### Entries provided
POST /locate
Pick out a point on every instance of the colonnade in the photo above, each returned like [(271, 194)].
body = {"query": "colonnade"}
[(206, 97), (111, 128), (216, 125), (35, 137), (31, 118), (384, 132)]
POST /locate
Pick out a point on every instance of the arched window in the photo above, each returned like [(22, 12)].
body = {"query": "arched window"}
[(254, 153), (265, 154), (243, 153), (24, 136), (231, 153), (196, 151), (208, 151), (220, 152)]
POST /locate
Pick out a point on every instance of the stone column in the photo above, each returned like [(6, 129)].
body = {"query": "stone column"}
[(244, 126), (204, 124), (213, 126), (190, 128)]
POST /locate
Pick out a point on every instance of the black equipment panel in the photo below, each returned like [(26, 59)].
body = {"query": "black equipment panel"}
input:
######
Report every line of the data in which "returned" appears.

Pick out a point on every instance of the colonnade in the photo above, each returned like [(271, 194)].
Pick out a point on every instance of the arched window in the photo above, each returned like [(22, 12)].
Pick out a point on every instance of the stone column in the photo above, each returned like [(6, 129)].
Pick out a point on every instance of the black equipment panel in the photo below, each returned like [(26, 59)].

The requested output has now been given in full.